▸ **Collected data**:
————————

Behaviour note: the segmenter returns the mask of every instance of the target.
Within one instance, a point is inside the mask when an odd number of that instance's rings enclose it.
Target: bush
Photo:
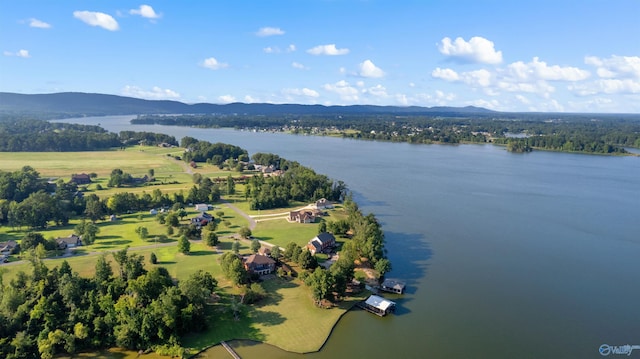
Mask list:
[[[151,262],[151,264],[158,263],[158,257],[156,257],[155,253],[151,252],[151,254],[149,255],[149,262]]]

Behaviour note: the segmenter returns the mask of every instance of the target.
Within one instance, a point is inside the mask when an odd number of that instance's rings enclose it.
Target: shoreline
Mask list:
[[[336,319],[335,323],[333,323],[333,325],[331,326],[331,329],[329,330],[329,334],[327,334],[326,338],[325,338],[325,339],[323,340],[323,342],[322,342],[322,345],[320,345],[320,347],[319,347],[317,350],[309,350],[309,351],[304,351],[304,352],[296,352],[296,351],[292,351],[292,350],[284,349],[284,348],[279,347],[279,346],[277,346],[277,345],[275,345],[275,344],[269,343],[268,341],[259,341],[259,340],[253,340],[253,339],[247,339],[247,338],[241,338],[241,339],[238,339],[238,338],[228,339],[228,340],[224,340],[224,342],[226,342],[226,343],[233,343],[233,342],[251,342],[251,343],[260,344],[260,345],[268,345],[268,346],[270,346],[270,347],[273,347],[273,348],[275,348],[275,349],[277,349],[277,350],[280,350],[280,351],[283,351],[283,352],[285,352],[285,353],[297,354],[297,355],[305,355],[305,354],[311,354],[311,353],[319,353],[319,352],[321,352],[321,351],[322,351],[322,349],[324,349],[324,347],[326,346],[326,344],[327,344],[327,342],[329,341],[329,339],[331,339],[331,337],[332,337],[332,335],[333,335],[333,333],[334,333],[334,331],[335,331],[335,328],[336,328],[336,326],[338,325],[338,323],[340,323],[340,321],[342,320],[342,318],[343,318],[347,313],[349,313],[350,311],[352,311],[352,310],[356,307],[356,304],[357,304],[357,303],[358,303],[358,302],[357,302],[357,301],[355,301],[355,302],[353,302],[353,304],[351,304],[351,306],[349,306],[349,308],[344,309],[344,312],[343,312],[342,314],[340,314],[340,316]],[[208,347],[206,347],[206,348],[203,348],[203,349],[199,350],[198,352],[196,352],[196,353],[194,353],[194,354],[190,355],[188,358],[198,358],[198,355],[200,355],[200,354],[202,354],[202,353],[204,353],[204,352],[206,352],[206,351],[208,351],[208,350],[212,350],[212,349],[214,349],[214,348],[217,348],[217,347],[222,347],[222,341],[221,341],[221,342],[218,342],[218,343],[216,343],[216,344],[213,344],[213,345],[211,345],[211,346],[208,346]],[[233,348],[233,345],[232,345],[231,347]],[[234,349],[235,349],[235,348],[234,348]]]

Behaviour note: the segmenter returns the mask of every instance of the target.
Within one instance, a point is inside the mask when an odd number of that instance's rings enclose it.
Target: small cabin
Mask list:
[[[397,279],[385,279],[384,282],[382,282],[382,284],[380,285],[380,290],[389,293],[404,294],[405,287],[406,284],[402,281],[399,281]]]

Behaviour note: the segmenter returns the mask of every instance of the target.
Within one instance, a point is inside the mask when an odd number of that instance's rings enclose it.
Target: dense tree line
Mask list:
[[[206,162],[217,166],[227,160],[249,160],[247,150],[225,143],[210,143],[186,136],[180,140],[180,146],[186,149],[183,155],[186,162]]]
[[[298,162],[278,159],[279,176],[253,176],[247,183],[246,196],[251,209],[287,207],[290,201],[315,201],[326,198],[340,201],[346,185],[342,181],[332,181],[325,175],[315,173]]]
[[[205,304],[217,282],[198,271],[177,285],[163,267],[145,269],[127,250],[106,255],[95,275],[80,277],[65,261],[47,268],[32,259],[31,274],[0,277],[0,357],[52,358],[119,346],[180,355],[181,337],[205,328]]]
[[[135,131],[120,131],[120,141],[125,146],[128,145],[170,145],[178,146],[178,141],[173,136],[165,135],[164,133],[155,132],[135,132]]]
[[[140,194],[118,192],[101,199],[94,193],[83,195],[75,183],[62,179],[56,182],[55,191],[51,190],[51,185],[31,167],[25,166],[15,172],[0,171],[0,225],[40,229],[52,221],[56,225],[66,225],[76,216],[95,222],[107,214],[220,199],[219,186],[202,177],[186,194],[178,191],[169,195],[156,188]]]
[[[75,183],[58,180],[51,186],[29,166],[14,172],[0,170],[0,224],[45,228],[55,221],[65,225],[84,209],[85,200]]]
[[[0,151],[96,151],[137,144],[177,145],[175,137],[149,132],[122,131],[120,135],[99,126],[31,119],[0,120]]]
[[[304,134],[340,131],[343,137],[409,143],[522,142],[529,146],[587,153],[624,153],[640,148],[640,119],[634,115],[487,113],[462,117],[385,114],[147,116],[135,123],[178,126],[258,128]],[[520,147],[520,146],[518,146]]]

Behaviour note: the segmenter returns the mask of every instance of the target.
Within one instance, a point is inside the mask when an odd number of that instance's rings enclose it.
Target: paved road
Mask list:
[[[231,204],[229,201],[227,201],[224,198],[220,198],[220,202],[224,203],[225,206],[231,208],[232,210],[234,210],[236,213],[238,213],[239,215],[241,215],[242,217],[244,217],[247,221],[249,221],[249,229],[253,231],[254,228],[256,228],[256,220],[253,219],[253,217],[251,217],[250,215],[244,213],[240,208],[234,206],[233,204]]]

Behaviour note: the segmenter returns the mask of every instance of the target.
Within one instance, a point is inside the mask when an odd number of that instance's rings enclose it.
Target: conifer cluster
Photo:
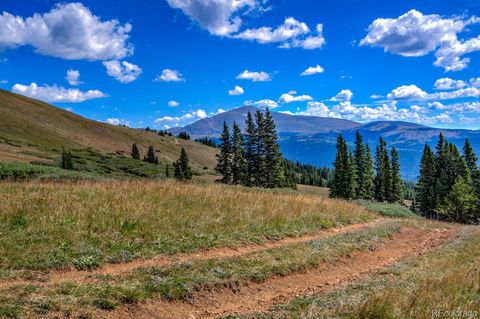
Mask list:
[[[440,133],[433,152],[425,145],[416,190],[416,208],[427,218],[478,223],[480,171],[470,142],[463,155]]]
[[[219,182],[248,187],[275,188],[287,183],[281,165],[282,156],[271,112],[247,114],[245,132],[237,123],[230,134],[226,122],[220,137],[215,171]]]
[[[403,200],[398,152],[394,147],[389,152],[387,143],[381,137],[375,151],[375,169],[370,148],[358,132],[353,152],[343,136],[338,135],[333,166],[331,197],[375,199],[391,203]]]
[[[180,151],[180,158],[175,163],[173,163],[173,169],[173,177],[175,177],[176,179],[181,181],[192,179],[192,170],[189,165],[188,155],[183,147]],[[165,172],[165,175],[168,174],[168,176],[170,176],[170,173],[167,172],[168,171]]]

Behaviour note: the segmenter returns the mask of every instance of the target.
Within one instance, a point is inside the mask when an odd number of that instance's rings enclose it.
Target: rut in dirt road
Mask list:
[[[200,291],[192,304],[183,302],[149,301],[134,306],[123,306],[106,318],[216,318],[235,313],[265,311],[272,305],[287,302],[297,295],[308,295],[334,289],[358,280],[394,262],[434,249],[451,240],[457,228],[428,232],[405,228],[374,251],[357,251],[335,264],[325,263],[302,273],[276,277],[264,283],[251,283],[240,291],[231,289]]]
[[[383,218],[378,218],[372,222],[363,223],[363,224],[352,224],[348,226],[342,226],[337,228],[332,228],[329,230],[322,230],[313,235],[305,235],[299,237],[287,237],[277,241],[268,241],[262,244],[253,244],[239,246],[235,248],[221,247],[214,248],[207,251],[197,251],[193,253],[185,254],[176,254],[173,256],[158,256],[146,260],[135,260],[129,263],[122,264],[107,264],[102,266],[99,269],[92,271],[55,271],[52,272],[43,278],[39,278],[38,282],[32,280],[10,280],[0,282],[0,288],[8,288],[14,285],[26,285],[35,283],[39,286],[46,286],[50,284],[55,284],[63,281],[84,281],[88,280],[89,277],[95,275],[119,275],[132,271],[140,267],[153,267],[153,266],[166,266],[172,263],[185,262],[189,260],[207,260],[214,258],[225,258],[225,257],[234,257],[242,256],[256,251],[261,251],[265,249],[278,248],[290,244],[298,244],[302,242],[308,242],[311,240],[316,240],[320,238],[325,238],[329,236],[340,235],[352,230],[363,229],[380,223]]]

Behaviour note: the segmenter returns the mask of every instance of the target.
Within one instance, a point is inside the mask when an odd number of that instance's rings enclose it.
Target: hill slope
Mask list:
[[[58,156],[62,147],[93,148],[101,153],[129,154],[137,143],[149,145],[160,162],[176,160],[184,146],[194,168],[215,165],[211,147],[174,137],[161,137],[126,127],[92,121],[41,101],[0,90],[0,160],[33,161]]]

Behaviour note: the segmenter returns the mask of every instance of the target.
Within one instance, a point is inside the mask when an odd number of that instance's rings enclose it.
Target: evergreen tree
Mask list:
[[[390,151],[392,159],[392,187],[391,187],[391,203],[401,203],[403,201],[403,183],[400,175],[400,158],[395,147]]]
[[[144,157],[144,161],[147,163],[155,164],[156,156],[155,156],[155,149],[153,148],[153,146],[150,145],[148,147],[147,155],[146,157]]]
[[[232,184],[242,184],[245,180],[245,157],[243,155],[243,136],[240,126],[237,123],[233,123],[233,135],[232,135]]]
[[[447,194],[444,203],[440,206],[438,214],[447,221],[459,223],[477,223],[475,215],[477,197],[469,181],[462,176],[457,176],[452,189]]]
[[[383,148],[383,172],[384,172],[384,182],[385,187],[384,194],[385,198],[383,200],[392,202],[392,164],[390,162],[390,155],[388,154],[387,143]]]
[[[232,182],[232,144],[227,122],[223,122],[223,132],[220,137],[220,152],[217,154],[215,171],[222,175],[219,182],[230,184]]]
[[[449,181],[447,170],[451,165],[448,164],[447,141],[442,133],[438,136],[437,146],[435,148],[435,164],[436,164],[436,183],[435,194],[438,199],[443,200],[450,190],[452,182]]]
[[[185,149],[182,147],[180,152],[180,158],[175,162],[174,177],[181,181],[192,179],[192,170],[189,165],[188,155]]]
[[[380,142],[375,150],[375,199],[383,202],[386,199],[385,194],[385,158],[384,150],[386,148],[383,138],[380,137]]]
[[[272,113],[267,108],[264,118],[263,145],[265,149],[265,187],[275,188],[280,186],[281,158],[280,146],[278,145],[277,130]]]
[[[357,163],[355,162],[355,156],[352,152],[348,153],[348,170],[347,170],[347,181],[349,187],[347,189],[346,198],[354,198],[355,190],[357,189]]]
[[[373,158],[368,144],[365,145],[365,156],[363,161],[363,198],[373,199],[375,196],[375,173],[373,170]]]
[[[244,140],[244,155],[246,162],[246,169],[244,174],[243,184],[245,186],[251,187],[254,186],[254,174],[255,174],[255,165],[256,165],[256,131],[255,122],[253,121],[253,116],[250,112],[247,114],[245,128],[245,140]]]
[[[339,134],[337,138],[337,154],[333,167],[330,197],[349,199],[353,174],[351,173],[347,143],[342,134]]]
[[[465,159],[472,178],[473,190],[477,196],[480,196],[480,170],[477,166],[478,157],[473,151],[468,139],[465,140],[465,146],[463,147],[463,158]]]
[[[166,178],[170,177],[170,165],[168,164],[165,165],[165,177]]]
[[[133,143],[131,155],[133,159],[140,160],[140,151],[138,150],[137,143]]]
[[[65,149],[62,148],[62,165],[61,166],[63,169],[68,169],[68,170],[74,169],[72,152],[70,150],[65,151]]]
[[[356,198],[365,198],[366,189],[365,189],[365,167],[366,165],[366,149],[365,144],[363,144],[362,135],[357,131],[355,135],[355,159],[356,164],[356,178],[355,178],[355,197]]]
[[[255,166],[254,166],[254,185],[257,187],[266,187],[266,167],[265,167],[265,119],[261,111],[255,113]]]
[[[438,203],[436,178],[436,159],[428,144],[425,144],[420,164],[416,200],[421,214],[427,218],[436,218],[435,210]]]

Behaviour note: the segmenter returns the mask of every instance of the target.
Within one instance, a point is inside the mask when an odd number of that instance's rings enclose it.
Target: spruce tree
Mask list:
[[[145,161],[147,163],[152,163],[152,164],[155,164],[155,149],[153,148],[153,146],[149,146],[148,147],[148,151],[147,151],[147,157],[145,158]]]
[[[365,145],[365,156],[363,160],[363,187],[364,199],[373,199],[375,196],[375,173],[373,169],[373,158],[368,144]]]
[[[165,165],[165,177],[166,178],[170,177],[170,165],[168,164]]]
[[[472,179],[473,190],[477,196],[480,196],[480,171],[477,166],[478,157],[472,149],[468,139],[465,140],[463,147],[463,158],[470,171],[470,177]]]
[[[436,170],[436,184],[435,184],[435,194],[438,199],[443,200],[447,193],[450,190],[452,181],[449,180],[448,170],[450,170],[451,164],[449,163],[449,158],[447,154],[447,141],[442,133],[438,136],[438,143],[435,148],[435,164],[437,167]]]
[[[363,144],[362,135],[357,131],[355,134],[355,165],[356,165],[356,178],[355,178],[355,197],[365,198],[365,161],[366,161],[366,149]]]
[[[131,155],[133,159],[140,160],[140,151],[138,150],[137,143],[133,143]]]
[[[278,145],[277,130],[272,113],[267,108],[264,118],[263,145],[265,149],[265,187],[275,188],[280,186],[281,159],[280,146]]]
[[[385,187],[384,194],[385,198],[383,200],[392,202],[392,164],[390,162],[390,155],[388,154],[387,143],[383,148],[383,172],[384,172],[384,182],[383,185]]]
[[[420,213],[427,218],[436,218],[437,208],[437,168],[435,156],[425,144],[420,164],[420,177],[418,178],[416,204]]]
[[[231,164],[231,175],[232,175],[232,184],[238,185],[242,184],[245,179],[245,157],[243,154],[243,136],[240,126],[237,123],[233,123],[233,134],[232,134],[232,164]]]
[[[255,113],[255,127],[254,185],[257,187],[266,187],[265,119],[261,111]]]
[[[192,179],[192,170],[189,165],[188,155],[183,147],[180,152],[180,158],[175,162],[174,168],[174,177],[176,179],[181,181]]]
[[[251,187],[254,183],[254,173],[256,165],[255,145],[257,131],[255,127],[255,122],[253,121],[252,113],[248,112],[245,124],[246,127],[243,149],[245,154],[246,169],[243,184],[245,186]]]
[[[385,194],[385,142],[380,137],[380,141],[375,150],[375,199],[379,202],[383,202],[386,199]]]
[[[403,201],[403,182],[400,175],[400,158],[395,147],[390,151],[392,159],[392,187],[391,187],[391,203],[401,203]]]
[[[63,169],[68,169],[68,170],[74,169],[72,152],[70,150],[66,151],[65,149],[62,148],[62,165],[61,166]]]
[[[223,122],[223,132],[220,137],[220,151],[217,154],[215,171],[222,175],[219,182],[230,184],[232,182],[232,145],[227,122]]]
[[[355,156],[352,152],[348,153],[348,170],[347,170],[347,182],[348,182],[348,189],[347,189],[347,197],[346,198],[354,198],[355,197],[355,190],[357,189],[357,165],[355,162]]]
[[[440,218],[458,223],[477,223],[477,197],[469,181],[457,176],[438,213]]]
[[[342,134],[339,134],[337,137],[337,154],[333,167],[330,197],[349,199],[353,174],[351,173],[347,143]]]

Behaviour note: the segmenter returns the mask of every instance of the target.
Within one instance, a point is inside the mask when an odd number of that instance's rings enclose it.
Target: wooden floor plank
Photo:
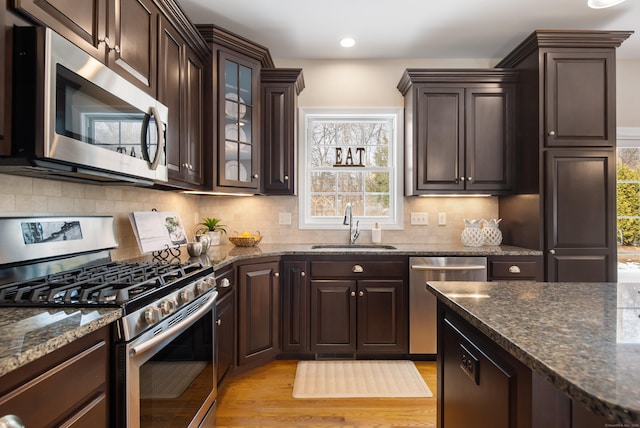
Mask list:
[[[274,361],[231,379],[218,396],[217,427],[436,426],[436,363],[417,361],[431,398],[296,399],[297,361]],[[213,425],[203,425],[204,427]]]

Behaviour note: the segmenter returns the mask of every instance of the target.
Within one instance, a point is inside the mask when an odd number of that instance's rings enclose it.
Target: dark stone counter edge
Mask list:
[[[117,321],[121,317],[122,309],[106,311],[100,316],[100,318],[88,322],[87,324],[66,331],[59,336],[52,337],[39,345],[32,346],[17,354],[4,357],[0,359],[0,376],[33,362],[38,358],[44,357],[45,355],[62,348],[63,346],[68,345],[89,333]]]
[[[582,405],[597,415],[613,417],[615,421],[620,424],[634,424],[629,426],[637,426],[638,421],[640,421],[640,411],[624,408],[616,403],[599,398],[594,394],[577,387],[575,384],[565,379],[562,374],[556,372],[551,367],[544,364],[544,362],[533,357],[527,351],[520,348],[491,326],[477,318],[471,312],[467,311],[464,307],[460,306],[457,302],[449,299],[446,294],[443,294],[438,289],[433,288],[428,284],[427,289],[431,293],[435,294],[436,297],[447,307],[460,315],[465,321],[469,322],[469,324],[477,328],[481,333],[486,335],[489,339],[494,341],[509,354],[513,355],[531,370],[542,375],[544,379],[560,391],[564,392],[571,399],[582,403]]]

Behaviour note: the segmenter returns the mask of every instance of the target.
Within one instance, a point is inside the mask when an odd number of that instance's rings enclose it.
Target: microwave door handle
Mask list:
[[[149,160],[150,162],[149,168],[151,168],[152,170],[155,170],[156,168],[158,168],[158,163],[160,163],[160,157],[162,156],[162,153],[164,153],[165,141],[164,141],[164,129],[162,129],[163,123],[160,120],[160,112],[158,112],[158,109],[155,106],[151,107],[151,117],[155,119],[156,131],[158,132],[158,150],[156,151],[156,156],[153,158],[153,162]],[[147,122],[147,127],[149,126],[150,122],[151,120]],[[145,132],[144,135],[147,135],[147,132]],[[149,153],[149,139],[145,138],[143,143],[146,146],[145,147],[146,153]]]
[[[158,343],[162,343],[166,339],[170,339],[173,336],[178,335],[178,333],[182,333],[184,330],[191,327],[193,323],[198,321],[206,312],[211,310],[211,307],[216,303],[217,297],[218,292],[214,291],[211,294],[211,297],[209,297],[209,300],[205,304],[200,306],[195,312],[191,313],[191,315],[189,315],[187,318],[183,319],[177,324],[174,324],[162,333],[153,336],[146,342],[142,342],[141,344],[134,346],[130,351],[131,356],[135,357],[137,355],[144,354],[148,350],[153,349],[153,347]]]

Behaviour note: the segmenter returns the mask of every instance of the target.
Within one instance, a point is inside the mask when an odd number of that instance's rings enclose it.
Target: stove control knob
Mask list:
[[[176,306],[178,306],[178,302],[175,300],[164,299],[160,302],[160,310],[164,315],[169,315],[171,312],[175,311]]]
[[[149,306],[144,310],[144,321],[148,324],[155,324],[162,319],[162,311],[155,306]]]
[[[209,285],[209,290],[211,290],[216,286],[216,279],[214,277],[210,276],[209,278],[206,279],[206,281],[207,281],[207,284]]]
[[[196,294],[198,294],[198,295],[204,294],[207,291],[209,291],[210,289],[211,289],[211,287],[209,286],[209,283],[207,283],[205,281],[196,282]]]
[[[182,290],[178,295],[180,303],[189,303],[194,299],[194,297],[195,297],[195,294],[193,293],[193,290],[190,288]]]

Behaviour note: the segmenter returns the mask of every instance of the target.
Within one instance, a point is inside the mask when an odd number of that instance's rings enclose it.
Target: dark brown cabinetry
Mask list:
[[[216,375],[218,385],[235,366],[236,288],[234,269],[216,272]]]
[[[497,69],[405,71],[407,195],[513,189],[516,78]]]
[[[312,260],[310,350],[407,352],[406,260]]]
[[[630,34],[539,30],[498,64],[520,73],[518,190],[500,199],[501,229],[545,252],[548,281],[617,277],[615,48]]]
[[[309,352],[309,263],[282,262],[282,351]]]
[[[207,93],[214,100],[212,190],[259,193],[260,73],[274,68],[268,49],[214,25],[198,25],[213,52]]]
[[[27,427],[110,426],[110,340],[102,328],[3,376],[0,416]]]
[[[544,281],[542,256],[489,256],[489,281]]]
[[[279,260],[238,265],[238,365],[259,365],[280,351]]]
[[[296,113],[298,95],[304,89],[299,68],[263,69],[262,176],[263,192],[295,195]]]
[[[169,109],[169,179],[197,187],[204,183],[204,63],[166,18],[160,20],[158,52],[158,99]]]

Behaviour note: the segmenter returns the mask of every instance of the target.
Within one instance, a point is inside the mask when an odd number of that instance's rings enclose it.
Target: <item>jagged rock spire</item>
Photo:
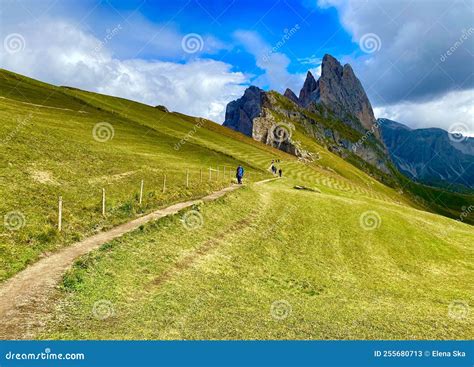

————————

▸ **TASK INSTRUCTIONS**:
For each line in the data that contains the string "tree", give a copy of that line.

▸ **YOUR SOLUTION**:
Target: dense tree line
Target: evergreen tree
Target: spruce tree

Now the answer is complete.